* **Consigne 1**
Répondez aux questions suivantes d'après l'extrait sur l'Ukraine.
(a) Quelles guerres menées par les États-Unis sont citées comme premières violations du droit international, et en quelles années ?
(b) Quelles actions de la Russie en 2014 sont mentionnées ?
(c) Quel texte de 1994 garantissait l'intégrité territoriale de l'Ukraine ?
* **Consigne 2**
Veuillez poursuivre l'extrait sur l'Ukraine après sa dernière phrase.

* **Extrait choisi**
L’Ukraine champ d’affrontement entre la Russie et les États-Unis

L’aspect global du conflit est perceptible à travers l’affrontement indirect que se livrent d’un côté les USA et de l’autre la Russie.

Les États-Unis, chefs de file du camp occidental, ont les premiers violé le droit international avec d’abord la guerre du Kosovo en 1998 puis la guerre d’Irak en 2003, ce qui a à la fois mis en avant quelques précédents fâcheux de violations du droit international et a affaibli l’autorité morale de l’Occident en général et des États-Unis en particulier aux yeux du reste du monde.

La Russie s’est à son tour sentie décomplexée dans ses atteintes au droit international avec l’annexion de la Crimée et son intervention armée dans le Donbass en 2014. Ce sont donc les deux grandes puissances que sont les États-Unis et la Russie qui ont chacune à leur tour mis en cause à la fois le droit international et le système des relations internationales fondé sur le respect des traités. La preuve en est que dans le cas du conflit ukrainien en 2014 la Russie décida de ne pas respecter le contenu du mémorandum de Budapest de 1994 qui garantissait l’intégrité territoriale de l’Ukraine tandis que les États-Unis ne remplirent pas leur engagement à défendre celle-ci. C’est donc dans un univers déréglé des relations internationales que la Russie et les USA s’affrontent sur le sol ukrainien.

* **Données de l'exercice**
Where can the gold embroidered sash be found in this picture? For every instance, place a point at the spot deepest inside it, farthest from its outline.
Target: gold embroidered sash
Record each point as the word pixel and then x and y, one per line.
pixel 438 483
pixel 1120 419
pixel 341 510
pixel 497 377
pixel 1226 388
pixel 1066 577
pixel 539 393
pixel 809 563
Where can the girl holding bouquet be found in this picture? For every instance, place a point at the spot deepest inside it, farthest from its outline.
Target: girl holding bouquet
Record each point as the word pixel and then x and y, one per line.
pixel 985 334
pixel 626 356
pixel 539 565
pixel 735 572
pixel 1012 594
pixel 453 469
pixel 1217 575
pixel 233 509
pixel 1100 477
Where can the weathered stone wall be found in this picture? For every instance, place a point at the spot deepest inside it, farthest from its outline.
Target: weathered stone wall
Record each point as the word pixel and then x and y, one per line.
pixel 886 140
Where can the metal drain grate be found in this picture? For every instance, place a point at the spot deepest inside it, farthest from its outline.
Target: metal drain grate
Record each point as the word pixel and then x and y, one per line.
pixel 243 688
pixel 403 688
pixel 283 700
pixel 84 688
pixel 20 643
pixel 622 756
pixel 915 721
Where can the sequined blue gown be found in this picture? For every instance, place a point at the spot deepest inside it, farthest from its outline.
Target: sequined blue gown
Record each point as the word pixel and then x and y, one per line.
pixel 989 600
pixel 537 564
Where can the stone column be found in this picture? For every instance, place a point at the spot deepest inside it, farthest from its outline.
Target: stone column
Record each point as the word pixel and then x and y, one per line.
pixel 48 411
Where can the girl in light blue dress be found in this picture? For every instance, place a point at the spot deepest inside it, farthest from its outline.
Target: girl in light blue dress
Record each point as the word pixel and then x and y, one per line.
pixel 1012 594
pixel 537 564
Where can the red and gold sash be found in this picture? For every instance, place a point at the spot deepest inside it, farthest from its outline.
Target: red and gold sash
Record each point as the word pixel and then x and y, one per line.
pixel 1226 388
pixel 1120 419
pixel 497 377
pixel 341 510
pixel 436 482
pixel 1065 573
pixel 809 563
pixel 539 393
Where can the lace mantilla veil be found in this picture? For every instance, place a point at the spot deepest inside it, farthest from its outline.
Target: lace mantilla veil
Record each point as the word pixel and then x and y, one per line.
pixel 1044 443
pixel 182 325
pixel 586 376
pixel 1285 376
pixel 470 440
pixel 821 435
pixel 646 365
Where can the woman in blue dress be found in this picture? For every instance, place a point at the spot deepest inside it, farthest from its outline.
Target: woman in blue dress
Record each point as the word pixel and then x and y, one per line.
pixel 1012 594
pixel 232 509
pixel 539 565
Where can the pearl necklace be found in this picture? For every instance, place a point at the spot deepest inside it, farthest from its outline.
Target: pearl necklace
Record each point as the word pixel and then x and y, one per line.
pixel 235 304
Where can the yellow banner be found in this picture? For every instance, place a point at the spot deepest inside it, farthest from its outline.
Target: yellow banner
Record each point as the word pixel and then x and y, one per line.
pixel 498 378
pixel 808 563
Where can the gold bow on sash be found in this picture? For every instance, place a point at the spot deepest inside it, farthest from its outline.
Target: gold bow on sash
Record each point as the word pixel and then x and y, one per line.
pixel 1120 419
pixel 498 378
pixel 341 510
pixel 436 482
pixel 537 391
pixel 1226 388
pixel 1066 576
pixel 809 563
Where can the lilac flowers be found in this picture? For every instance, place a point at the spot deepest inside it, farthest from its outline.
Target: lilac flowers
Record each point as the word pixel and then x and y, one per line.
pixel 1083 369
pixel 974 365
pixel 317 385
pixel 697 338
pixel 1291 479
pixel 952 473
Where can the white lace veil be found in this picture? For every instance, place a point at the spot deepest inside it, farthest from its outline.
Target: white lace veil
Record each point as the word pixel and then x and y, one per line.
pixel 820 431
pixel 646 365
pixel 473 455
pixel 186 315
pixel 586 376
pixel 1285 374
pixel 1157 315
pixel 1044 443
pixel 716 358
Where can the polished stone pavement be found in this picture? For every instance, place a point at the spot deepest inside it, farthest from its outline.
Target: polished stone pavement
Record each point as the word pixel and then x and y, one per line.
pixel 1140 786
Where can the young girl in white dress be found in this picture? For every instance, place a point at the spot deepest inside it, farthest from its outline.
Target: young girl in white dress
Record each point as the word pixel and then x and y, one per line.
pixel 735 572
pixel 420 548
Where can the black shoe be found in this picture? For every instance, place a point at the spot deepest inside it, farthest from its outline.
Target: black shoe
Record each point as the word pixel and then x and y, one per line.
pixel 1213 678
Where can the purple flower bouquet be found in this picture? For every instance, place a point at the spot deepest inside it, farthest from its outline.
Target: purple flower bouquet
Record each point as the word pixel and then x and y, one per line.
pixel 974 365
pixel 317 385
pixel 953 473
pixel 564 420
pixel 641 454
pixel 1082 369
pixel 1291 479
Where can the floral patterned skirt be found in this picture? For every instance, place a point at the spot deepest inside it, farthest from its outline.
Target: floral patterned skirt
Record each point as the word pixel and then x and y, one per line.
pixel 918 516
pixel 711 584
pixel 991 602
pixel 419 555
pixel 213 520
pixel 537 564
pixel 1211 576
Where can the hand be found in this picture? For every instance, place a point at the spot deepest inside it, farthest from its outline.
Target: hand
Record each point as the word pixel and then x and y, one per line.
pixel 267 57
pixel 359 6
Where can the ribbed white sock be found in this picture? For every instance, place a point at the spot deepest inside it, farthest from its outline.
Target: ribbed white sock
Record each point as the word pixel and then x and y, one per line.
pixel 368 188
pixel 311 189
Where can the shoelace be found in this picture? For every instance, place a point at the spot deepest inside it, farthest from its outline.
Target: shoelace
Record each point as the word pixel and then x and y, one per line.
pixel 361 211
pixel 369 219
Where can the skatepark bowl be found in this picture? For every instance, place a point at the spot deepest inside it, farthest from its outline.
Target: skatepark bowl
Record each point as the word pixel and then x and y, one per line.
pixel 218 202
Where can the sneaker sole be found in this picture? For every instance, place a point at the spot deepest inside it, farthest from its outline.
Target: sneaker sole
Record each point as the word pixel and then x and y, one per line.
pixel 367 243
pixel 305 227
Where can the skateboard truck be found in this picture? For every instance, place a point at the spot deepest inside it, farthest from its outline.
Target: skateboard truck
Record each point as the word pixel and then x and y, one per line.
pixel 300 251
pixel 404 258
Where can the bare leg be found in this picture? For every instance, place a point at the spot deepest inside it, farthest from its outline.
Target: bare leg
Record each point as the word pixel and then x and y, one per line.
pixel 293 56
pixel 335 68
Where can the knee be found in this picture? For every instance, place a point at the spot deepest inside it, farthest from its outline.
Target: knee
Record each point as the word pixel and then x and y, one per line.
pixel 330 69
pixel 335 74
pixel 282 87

* **Réponse rédigée 1**
(a) La guerre du Kosovo en 1998 et la guerre d'Irak en 2003.
(b) L'annexion de la Crimée et son intervention armée dans le Donbass.
(c) Le mémorandum de Budapest.

* **Réponse rédigée 2**
Les deux impérialismes se livrent à une guerre indirecte. Depuis le changement de régime ukrainien suite à la révolution de l’Euromaidan de 2014, les USA essaient de transformer l’Ukraine en marche avancée de l’alliance euratlantique tandis que la Russie a d’abord essayé de fragiliser l’État ukrainien avec la guerre hybride menée depuis 2014 puis de détruire l’État ukrainien avec la guerre ouverte déclenchée en février 2022. Cet affrontement russo-américain se traduisit sur le terrain entre 2014 et 2022 par l’affrontement entre des soldats prorusses des républiques autoproclamées de Donetsk et de Lougansk encadrés par des officiers russes et équipés de matériel russe et des soldats ukrainiens formés par des cadres américains, canadiens et britanniques et parfois équipés d’armes américaines et britanniques.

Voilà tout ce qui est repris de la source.